Natural-language object grounding data
Segment Open

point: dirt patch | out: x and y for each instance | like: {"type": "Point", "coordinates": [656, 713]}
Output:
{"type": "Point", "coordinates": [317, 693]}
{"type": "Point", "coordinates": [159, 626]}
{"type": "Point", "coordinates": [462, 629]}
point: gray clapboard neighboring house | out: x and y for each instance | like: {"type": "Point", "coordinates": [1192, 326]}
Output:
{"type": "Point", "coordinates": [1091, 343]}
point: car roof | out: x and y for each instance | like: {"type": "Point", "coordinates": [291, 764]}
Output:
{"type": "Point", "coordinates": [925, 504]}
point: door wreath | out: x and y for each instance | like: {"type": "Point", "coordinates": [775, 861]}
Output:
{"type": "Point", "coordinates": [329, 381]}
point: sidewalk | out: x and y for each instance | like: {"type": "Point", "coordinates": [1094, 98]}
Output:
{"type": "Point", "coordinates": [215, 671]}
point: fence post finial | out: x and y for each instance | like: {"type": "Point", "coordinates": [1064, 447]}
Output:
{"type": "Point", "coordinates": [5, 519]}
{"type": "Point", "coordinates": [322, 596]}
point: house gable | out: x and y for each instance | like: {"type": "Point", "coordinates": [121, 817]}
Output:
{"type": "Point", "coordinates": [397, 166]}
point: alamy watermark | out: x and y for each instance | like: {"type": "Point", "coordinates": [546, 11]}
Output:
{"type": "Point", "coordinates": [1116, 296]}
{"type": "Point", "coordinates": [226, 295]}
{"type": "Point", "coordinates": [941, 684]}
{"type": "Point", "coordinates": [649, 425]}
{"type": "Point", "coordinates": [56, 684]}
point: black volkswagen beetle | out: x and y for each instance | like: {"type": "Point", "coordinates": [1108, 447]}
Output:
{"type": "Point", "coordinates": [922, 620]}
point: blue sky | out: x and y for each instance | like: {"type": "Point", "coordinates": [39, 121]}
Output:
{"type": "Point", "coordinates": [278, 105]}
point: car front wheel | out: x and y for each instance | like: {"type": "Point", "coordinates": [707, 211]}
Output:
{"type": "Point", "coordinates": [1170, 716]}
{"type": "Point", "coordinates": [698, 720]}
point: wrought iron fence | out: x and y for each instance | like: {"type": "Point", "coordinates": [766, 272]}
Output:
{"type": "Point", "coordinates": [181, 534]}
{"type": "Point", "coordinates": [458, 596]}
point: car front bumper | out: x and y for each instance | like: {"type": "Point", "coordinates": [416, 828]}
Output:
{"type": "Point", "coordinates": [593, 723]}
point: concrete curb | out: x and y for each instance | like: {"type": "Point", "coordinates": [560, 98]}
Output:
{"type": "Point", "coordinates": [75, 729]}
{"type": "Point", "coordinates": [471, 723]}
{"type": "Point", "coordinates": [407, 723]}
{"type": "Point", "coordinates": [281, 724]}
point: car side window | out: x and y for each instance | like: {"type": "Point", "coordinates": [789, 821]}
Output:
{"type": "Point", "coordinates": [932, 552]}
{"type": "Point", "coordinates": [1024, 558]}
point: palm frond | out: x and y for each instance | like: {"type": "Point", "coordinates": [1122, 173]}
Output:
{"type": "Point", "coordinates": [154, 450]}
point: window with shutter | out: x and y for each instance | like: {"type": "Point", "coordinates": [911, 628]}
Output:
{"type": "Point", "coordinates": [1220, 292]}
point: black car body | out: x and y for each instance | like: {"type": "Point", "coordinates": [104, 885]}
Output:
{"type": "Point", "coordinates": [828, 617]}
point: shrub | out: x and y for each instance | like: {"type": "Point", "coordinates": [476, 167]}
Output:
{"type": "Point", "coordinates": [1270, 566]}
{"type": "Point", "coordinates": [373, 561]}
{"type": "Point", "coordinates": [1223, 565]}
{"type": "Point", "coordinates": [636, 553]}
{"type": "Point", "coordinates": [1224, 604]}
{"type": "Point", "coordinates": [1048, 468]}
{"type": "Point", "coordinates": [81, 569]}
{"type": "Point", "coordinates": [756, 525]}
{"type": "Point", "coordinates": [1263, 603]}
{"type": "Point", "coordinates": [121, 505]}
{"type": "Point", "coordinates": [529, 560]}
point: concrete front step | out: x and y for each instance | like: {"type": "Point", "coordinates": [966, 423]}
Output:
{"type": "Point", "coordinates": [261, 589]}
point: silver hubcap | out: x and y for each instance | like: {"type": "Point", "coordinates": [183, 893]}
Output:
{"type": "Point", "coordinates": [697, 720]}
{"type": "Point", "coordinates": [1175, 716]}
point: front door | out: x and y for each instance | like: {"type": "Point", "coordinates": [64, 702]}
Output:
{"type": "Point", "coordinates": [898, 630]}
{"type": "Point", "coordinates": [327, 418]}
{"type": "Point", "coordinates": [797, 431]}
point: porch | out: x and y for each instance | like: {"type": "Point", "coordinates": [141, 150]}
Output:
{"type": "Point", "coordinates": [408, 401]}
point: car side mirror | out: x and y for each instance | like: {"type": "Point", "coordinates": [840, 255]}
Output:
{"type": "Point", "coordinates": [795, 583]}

Segment Closed

▶ TASK ITEM: Your job is to copy out every line from the records above that has the word "fence".

▶ SOLUTION TO THIS TASK:
point: fence post finial | out: x and y for each instance | like: {"type": "Point", "coordinates": [1064, 447]}
point: wrought iron fence | out: x and y for each instance | like: {"type": "Point", "coordinates": [766, 272]}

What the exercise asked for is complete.